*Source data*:
────────────────────────────────────────

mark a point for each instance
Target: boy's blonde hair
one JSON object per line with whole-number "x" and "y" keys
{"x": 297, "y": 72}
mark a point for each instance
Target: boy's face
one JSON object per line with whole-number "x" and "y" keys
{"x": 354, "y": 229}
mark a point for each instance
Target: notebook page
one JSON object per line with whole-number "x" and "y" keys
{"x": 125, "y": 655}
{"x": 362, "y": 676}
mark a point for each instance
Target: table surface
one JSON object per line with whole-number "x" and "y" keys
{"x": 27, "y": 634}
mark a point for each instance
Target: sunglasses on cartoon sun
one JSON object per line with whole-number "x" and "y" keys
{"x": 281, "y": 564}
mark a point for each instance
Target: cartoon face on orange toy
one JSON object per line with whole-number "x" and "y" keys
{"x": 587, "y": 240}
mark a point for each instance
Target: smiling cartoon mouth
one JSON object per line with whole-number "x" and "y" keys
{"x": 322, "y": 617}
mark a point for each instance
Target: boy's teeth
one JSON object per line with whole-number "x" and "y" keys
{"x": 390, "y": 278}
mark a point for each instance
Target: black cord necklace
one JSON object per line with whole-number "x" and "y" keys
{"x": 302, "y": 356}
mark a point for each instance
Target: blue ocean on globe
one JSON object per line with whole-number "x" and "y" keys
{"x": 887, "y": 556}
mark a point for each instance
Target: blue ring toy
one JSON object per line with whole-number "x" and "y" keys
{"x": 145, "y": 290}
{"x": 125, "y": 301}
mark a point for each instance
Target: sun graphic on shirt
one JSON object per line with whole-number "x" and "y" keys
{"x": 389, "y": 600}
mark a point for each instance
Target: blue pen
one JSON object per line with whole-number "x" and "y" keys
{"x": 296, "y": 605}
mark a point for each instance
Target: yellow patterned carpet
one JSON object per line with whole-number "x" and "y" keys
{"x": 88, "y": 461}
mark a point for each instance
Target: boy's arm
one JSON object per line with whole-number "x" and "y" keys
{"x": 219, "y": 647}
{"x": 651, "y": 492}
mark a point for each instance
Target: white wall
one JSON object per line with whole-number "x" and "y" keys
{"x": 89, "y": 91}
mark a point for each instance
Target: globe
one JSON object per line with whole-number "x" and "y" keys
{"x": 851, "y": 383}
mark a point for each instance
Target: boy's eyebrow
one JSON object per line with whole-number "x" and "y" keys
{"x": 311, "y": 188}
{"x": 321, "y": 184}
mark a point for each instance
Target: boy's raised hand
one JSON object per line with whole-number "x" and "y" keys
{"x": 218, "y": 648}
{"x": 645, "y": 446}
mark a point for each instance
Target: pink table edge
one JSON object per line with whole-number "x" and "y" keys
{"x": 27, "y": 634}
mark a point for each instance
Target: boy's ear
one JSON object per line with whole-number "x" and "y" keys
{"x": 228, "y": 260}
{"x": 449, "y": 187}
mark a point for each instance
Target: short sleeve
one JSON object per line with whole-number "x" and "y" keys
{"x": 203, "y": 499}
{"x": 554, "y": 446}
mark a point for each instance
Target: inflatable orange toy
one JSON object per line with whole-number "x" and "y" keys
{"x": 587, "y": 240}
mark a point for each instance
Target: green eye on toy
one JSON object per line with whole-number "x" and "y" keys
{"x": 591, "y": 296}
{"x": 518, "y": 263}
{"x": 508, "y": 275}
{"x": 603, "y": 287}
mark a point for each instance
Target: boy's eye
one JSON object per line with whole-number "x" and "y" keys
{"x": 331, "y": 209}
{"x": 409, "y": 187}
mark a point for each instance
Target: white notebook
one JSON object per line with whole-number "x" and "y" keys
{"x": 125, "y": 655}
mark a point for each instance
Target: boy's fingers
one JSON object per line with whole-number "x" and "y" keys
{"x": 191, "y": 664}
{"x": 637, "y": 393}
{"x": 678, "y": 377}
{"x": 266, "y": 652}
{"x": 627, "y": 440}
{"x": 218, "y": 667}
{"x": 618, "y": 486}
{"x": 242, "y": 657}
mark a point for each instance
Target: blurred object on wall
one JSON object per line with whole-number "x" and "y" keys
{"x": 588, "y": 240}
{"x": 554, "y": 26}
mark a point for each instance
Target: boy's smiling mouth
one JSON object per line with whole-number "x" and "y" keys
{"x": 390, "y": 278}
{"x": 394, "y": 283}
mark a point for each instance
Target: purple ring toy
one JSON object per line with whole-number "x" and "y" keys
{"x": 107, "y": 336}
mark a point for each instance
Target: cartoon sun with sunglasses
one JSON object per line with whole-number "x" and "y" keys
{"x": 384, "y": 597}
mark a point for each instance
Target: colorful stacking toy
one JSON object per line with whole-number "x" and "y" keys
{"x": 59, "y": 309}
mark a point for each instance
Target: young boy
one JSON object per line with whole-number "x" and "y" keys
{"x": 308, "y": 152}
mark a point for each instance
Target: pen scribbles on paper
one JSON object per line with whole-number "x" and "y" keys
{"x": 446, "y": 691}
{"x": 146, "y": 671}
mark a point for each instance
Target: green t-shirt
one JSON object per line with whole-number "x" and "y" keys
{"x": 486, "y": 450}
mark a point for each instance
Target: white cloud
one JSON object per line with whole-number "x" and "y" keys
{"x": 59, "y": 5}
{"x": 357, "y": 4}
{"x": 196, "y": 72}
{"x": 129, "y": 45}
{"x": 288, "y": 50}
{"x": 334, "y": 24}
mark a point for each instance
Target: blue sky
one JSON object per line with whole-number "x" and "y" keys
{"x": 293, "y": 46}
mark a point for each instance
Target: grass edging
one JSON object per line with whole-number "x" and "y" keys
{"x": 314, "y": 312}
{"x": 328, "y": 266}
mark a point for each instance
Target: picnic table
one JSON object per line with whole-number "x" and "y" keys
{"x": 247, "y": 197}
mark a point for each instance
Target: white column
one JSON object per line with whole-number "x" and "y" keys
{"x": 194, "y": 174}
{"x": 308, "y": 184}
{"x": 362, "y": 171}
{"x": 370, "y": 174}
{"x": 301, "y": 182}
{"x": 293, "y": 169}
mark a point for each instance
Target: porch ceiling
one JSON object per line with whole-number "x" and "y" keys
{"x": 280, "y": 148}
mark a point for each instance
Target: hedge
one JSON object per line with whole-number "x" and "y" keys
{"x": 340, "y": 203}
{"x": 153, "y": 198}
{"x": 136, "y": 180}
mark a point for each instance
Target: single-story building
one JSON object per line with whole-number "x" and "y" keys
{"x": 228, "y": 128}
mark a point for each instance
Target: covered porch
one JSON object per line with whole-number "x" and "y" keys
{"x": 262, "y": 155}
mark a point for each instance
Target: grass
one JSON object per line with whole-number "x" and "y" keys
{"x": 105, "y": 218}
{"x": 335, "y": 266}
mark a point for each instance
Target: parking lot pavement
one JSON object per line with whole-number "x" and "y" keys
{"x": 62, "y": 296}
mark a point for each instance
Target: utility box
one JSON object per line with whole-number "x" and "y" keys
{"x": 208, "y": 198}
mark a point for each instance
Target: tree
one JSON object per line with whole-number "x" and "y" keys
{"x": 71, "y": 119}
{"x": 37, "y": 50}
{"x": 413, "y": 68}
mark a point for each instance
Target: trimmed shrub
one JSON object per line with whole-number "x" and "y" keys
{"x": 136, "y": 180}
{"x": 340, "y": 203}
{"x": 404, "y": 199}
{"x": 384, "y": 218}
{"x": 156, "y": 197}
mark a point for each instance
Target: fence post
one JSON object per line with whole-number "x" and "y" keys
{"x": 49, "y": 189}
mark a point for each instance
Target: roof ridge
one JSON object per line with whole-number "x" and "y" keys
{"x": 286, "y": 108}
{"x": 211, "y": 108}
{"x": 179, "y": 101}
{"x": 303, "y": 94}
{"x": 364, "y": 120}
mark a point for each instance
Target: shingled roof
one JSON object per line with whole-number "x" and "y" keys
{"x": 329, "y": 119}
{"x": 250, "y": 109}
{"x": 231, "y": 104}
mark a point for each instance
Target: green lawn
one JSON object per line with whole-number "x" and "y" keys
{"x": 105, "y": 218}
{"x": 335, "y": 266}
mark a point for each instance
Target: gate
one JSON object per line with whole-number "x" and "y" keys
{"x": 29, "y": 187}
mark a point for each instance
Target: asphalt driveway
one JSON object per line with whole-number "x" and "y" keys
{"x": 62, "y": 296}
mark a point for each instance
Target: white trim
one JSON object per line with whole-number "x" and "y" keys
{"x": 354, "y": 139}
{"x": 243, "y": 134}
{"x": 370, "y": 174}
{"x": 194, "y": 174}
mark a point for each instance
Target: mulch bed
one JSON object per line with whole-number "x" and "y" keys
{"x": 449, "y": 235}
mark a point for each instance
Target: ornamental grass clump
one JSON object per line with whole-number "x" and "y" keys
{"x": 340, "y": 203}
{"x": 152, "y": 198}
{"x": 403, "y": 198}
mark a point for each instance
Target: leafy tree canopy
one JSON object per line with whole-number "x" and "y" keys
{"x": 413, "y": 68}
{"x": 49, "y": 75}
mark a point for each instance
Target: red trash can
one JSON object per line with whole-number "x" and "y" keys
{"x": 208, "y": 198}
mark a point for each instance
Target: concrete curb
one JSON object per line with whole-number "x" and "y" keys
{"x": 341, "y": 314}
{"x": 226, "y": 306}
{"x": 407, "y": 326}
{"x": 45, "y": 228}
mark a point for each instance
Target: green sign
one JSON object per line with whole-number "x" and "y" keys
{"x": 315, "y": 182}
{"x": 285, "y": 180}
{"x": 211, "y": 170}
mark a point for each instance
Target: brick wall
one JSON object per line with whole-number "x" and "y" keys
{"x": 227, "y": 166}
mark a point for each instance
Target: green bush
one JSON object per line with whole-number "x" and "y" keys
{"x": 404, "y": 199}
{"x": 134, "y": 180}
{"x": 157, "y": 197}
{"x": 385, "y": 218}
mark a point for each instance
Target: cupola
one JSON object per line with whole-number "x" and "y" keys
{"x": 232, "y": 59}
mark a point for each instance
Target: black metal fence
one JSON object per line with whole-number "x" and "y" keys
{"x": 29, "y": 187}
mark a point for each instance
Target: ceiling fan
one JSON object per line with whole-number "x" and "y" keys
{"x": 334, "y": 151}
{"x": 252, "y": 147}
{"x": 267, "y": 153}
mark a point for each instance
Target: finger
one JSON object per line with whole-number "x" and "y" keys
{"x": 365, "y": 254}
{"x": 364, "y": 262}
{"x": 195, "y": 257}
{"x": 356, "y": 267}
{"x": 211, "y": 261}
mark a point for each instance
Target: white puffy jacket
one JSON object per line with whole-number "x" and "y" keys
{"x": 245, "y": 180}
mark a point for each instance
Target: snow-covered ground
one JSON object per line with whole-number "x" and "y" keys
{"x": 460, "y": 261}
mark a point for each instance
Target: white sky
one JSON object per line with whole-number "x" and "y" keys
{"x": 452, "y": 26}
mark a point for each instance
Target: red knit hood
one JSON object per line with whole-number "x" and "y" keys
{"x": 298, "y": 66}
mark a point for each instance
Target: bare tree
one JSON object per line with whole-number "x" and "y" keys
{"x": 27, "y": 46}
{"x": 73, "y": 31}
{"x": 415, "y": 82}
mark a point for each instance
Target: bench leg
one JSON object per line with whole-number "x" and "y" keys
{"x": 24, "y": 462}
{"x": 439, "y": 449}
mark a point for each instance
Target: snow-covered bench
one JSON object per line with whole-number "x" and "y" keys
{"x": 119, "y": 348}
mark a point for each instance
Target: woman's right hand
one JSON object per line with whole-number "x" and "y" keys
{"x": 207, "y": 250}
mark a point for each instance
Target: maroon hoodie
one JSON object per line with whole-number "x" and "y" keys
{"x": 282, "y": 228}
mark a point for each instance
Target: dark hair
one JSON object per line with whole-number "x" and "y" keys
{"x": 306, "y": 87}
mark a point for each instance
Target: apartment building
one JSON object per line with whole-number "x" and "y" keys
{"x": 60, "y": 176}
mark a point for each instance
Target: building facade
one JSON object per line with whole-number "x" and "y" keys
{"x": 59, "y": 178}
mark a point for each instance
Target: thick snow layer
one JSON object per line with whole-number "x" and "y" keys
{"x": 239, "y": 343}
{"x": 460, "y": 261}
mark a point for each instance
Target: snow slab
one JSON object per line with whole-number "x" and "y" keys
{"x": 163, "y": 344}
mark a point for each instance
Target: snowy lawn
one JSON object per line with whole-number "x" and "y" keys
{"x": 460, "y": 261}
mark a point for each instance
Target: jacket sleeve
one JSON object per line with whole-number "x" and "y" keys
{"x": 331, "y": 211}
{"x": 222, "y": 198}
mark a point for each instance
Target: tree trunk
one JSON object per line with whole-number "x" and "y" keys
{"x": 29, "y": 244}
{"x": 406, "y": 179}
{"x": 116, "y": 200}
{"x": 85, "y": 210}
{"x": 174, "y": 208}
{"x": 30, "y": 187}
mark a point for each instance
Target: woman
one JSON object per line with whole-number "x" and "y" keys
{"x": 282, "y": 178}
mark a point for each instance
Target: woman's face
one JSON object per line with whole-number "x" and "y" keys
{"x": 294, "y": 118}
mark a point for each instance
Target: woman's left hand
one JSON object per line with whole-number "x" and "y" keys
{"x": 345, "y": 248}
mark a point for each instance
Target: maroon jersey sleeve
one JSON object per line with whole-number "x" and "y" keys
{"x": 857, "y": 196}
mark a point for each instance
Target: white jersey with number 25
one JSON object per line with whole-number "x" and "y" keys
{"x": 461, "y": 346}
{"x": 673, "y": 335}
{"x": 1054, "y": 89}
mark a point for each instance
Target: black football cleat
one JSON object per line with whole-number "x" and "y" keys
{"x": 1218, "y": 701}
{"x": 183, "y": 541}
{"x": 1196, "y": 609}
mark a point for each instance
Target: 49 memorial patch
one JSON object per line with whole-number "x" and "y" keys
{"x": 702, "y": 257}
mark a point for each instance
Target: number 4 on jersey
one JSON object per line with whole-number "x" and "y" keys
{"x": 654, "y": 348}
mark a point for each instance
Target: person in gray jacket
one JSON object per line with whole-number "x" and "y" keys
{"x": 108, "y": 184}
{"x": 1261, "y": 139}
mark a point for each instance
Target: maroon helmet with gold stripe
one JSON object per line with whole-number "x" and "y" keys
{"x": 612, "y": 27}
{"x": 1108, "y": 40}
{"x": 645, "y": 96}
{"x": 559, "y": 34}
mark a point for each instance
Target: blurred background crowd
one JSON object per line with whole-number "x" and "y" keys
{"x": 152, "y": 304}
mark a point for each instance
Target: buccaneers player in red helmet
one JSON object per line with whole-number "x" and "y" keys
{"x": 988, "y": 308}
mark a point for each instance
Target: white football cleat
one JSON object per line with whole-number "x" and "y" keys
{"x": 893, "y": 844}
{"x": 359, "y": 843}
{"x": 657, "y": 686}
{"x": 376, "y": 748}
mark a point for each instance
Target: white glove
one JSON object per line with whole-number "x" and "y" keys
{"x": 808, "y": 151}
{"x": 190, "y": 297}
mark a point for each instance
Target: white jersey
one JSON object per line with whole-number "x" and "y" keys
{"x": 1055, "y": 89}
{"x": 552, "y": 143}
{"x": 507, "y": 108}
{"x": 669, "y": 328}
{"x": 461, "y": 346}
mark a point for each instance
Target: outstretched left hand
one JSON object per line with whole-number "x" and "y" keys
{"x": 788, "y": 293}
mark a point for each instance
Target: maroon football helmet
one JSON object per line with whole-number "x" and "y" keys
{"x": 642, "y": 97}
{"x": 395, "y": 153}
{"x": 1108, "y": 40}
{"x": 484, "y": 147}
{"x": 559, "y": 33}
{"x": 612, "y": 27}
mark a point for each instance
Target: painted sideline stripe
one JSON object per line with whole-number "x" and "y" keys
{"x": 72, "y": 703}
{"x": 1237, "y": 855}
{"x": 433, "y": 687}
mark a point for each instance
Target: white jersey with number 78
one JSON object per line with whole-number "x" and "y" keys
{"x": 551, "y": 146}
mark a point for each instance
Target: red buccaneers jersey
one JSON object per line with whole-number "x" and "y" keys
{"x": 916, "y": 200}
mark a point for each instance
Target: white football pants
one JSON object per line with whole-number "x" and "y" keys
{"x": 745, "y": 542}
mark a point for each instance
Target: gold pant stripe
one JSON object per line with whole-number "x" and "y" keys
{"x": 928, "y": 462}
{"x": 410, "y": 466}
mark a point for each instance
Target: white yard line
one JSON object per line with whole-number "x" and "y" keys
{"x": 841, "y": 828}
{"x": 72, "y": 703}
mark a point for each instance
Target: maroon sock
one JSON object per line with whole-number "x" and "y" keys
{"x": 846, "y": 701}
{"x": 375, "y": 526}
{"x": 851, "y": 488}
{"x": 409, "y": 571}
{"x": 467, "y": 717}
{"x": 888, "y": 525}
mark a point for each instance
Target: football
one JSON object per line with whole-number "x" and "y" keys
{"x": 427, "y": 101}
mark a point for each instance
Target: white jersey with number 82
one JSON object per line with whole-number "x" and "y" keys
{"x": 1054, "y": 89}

────────────────────────────────────────

*Task requirements*: Set the entries down again exactly, beginning with their first line and ending with the line that contains "Target: boy's arm"; omit all other lines.

*Result*:
mark a point for each instance
Target: boy's blonde hair
one JSON object per line with whole-number "x" and "y" keys
{"x": 297, "y": 72}
mark a point for each instance
Target: boy's face
one JSON object per line with whole-number "x" and "y" keys
{"x": 354, "y": 229}
mark a point for each instance
Target: notebook page
one JSON object per line with whole-number "x" and "y" keys
{"x": 125, "y": 655}
{"x": 362, "y": 676}
mark a point for each instance
Target: table surface
one JSON object per line with whole-number "x" and "y" keys
{"x": 27, "y": 634}
mark a point for each instance
Target: sunglasses on cartoon sun
one JSON object per line with whole-number "x" and "y" keys
{"x": 281, "y": 564}
mark a point for each instance
Target: cartoon face on orange toy
one JSON object per line with whole-number "x" and "y" keys
{"x": 587, "y": 240}
mark a point for each instance
Target: smiling cartoon mouth
one JSON object per line with whole-number "x" and "y" keys
{"x": 322, "y": 617}
mark a point for each instance
Target: boy's teeth
one JSON object per line with whole-number "x" and "y" keys
{"x": 390, "y": 278}
mark a point for each instance
Target: black cord necklace
one JSON object per line with whole-number "x" and "y" keys
{"x": 302, "y": 356}
mark a point for each instance
Target: blue ocean on globe
one JSON object per line with whole-number "x" and "y" keys
{"x": 887, "y": 556}
mark a point for each instance
Target: blue ring toy
one JSON object per line with whole-number "x" and "y" keys
{"x": 145, "y": 290}
{"x": 125, "y": 301}
mark a point for each instance
Target: sun graphic on shirt
one JSON object per line with whole-number "x" and "y" keys
{"x": 389, "y": 600}
mark a point for each instance
Target: blue pen
one JSON object per line with whole-number "x" and "y" keys
{"x": 296, "y": 605}
mark a point for each instance
Target: yellow patterned carpet
one JSON object per line with whole-number "x" and "y" keys
{"x": 88, "y": 461}
mark a point for each instance
Target: boy's arm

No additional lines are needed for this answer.